TASK REQUIREMENTS:
1. Reproduce the stretch from "Professor Taylor’s work" through "offshore wind farm." in the profile of Professor Taylor.
2. Carry on the profile of Professor Taylor from the point where it stops.

Professor Taylor, who was appointed as Pro Vice-Chancellor for Research and Enterprise in July 2020, is responsible for shaping Bristol’s research and enterprise activity, ensuring it meets the University’s strategic ambition to be a world-leading research-intensive university making a positive contribution to the key global challenges facing society. He is also responsible for engaging with a wide range of organisations - from funders to corporates and charities - regionally, nationally and internationally, and enhancing an already high-performing research environment at Bristol. Professor Taylor was appointed as a sub-panel member for REF2021 and, since 2020, has been a member of EPSRC Science, Engineering and Technology Board.  

Professor Taylor is an internationally leading researcher and industrial expert in energy systems, who has worked in industry and academia for over 25 years. He joined Newcastle University in 2013 as Dean and Director of the multidisciplinary Institute for Sustainability, and later, became the Head of the School of Engineering. He led the University’s involvement in Newcastle Helix, a city centre quarter which brings together hundreds of researchers, businesses, and progressive homeowners living and working side-by-side and housing four national research centres.

Professor Taylor’s work in industry includes time at GEC Alstom, EPS (UK), Teradyne and Senergy Econnect, where among many achievements he developed diagnostic software for the automotive and aerospace sectors and designed the grid connection for the UK’s first commercial offshore wind farm.

AVAILABLE DATA:
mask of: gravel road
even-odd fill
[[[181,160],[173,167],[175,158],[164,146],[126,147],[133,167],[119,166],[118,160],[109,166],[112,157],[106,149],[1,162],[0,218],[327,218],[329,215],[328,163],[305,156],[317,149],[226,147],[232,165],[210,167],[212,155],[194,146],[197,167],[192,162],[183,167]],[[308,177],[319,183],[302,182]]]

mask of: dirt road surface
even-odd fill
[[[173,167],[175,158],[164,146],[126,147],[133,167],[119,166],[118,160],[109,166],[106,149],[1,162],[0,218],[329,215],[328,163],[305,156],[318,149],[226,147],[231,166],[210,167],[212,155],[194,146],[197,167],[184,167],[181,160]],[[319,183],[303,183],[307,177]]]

--

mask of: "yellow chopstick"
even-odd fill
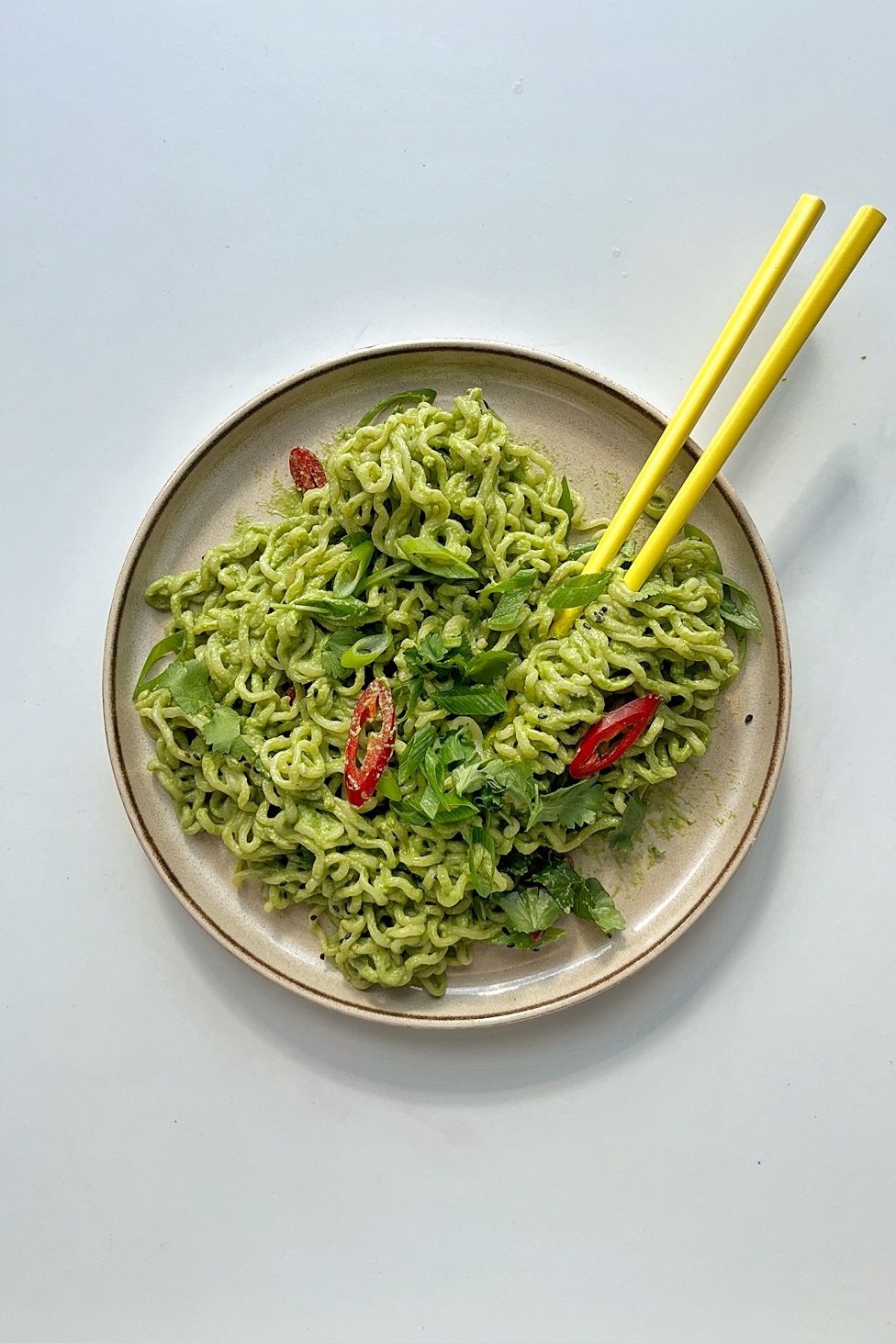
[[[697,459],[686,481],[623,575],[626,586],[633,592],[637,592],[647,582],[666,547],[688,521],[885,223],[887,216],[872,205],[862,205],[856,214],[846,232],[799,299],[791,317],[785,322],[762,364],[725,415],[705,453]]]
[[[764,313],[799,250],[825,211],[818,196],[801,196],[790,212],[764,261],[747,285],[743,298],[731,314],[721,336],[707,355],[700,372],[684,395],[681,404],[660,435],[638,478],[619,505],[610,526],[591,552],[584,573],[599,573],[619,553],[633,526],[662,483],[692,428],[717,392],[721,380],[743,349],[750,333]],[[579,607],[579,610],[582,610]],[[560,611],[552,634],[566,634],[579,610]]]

RESPONSES PER TASK:
1.
Professor Taylor’s work in industry includes time at GEC Alstom, EPS (UK), Teradyne and Senergy Econnect, where among many achievements he developed diagnostic software for the automotive and aerospace sectors and designed the grid connection for the UK’s first commercial offshore wind farm.

2.
Professor Taylor was the Director, and then Co-Director, of the £20m EPSRC National Centre for Energy Systems Integration (CESI) which ended May 2022. Currently, he is the Leader of the £10m EPSRC Supergen Energy Networks Hub, which brings together industrial and academic partners (including five UK universities) with other energy network stakeholders to gain a deeper understanding of the interactions and interdependencies of energy networks, and researches the challenges of technology, policy, data, markets and risk for energy networks.

In addition to being a Visiting Professor at Nanyang Technological University in Singapore, Professor Taylor is also a non-executive director of Northern Powergrid, an electrical distribution company, which provides power to eight million customers in the North East and Yorkshire. Professor Taylor also serves on the Board of Trustees of the national fuel poverty charity, National Energy Action (NEA), which works to ensure that everyone in England, Wales and Northern Ireland is warm and safe at home.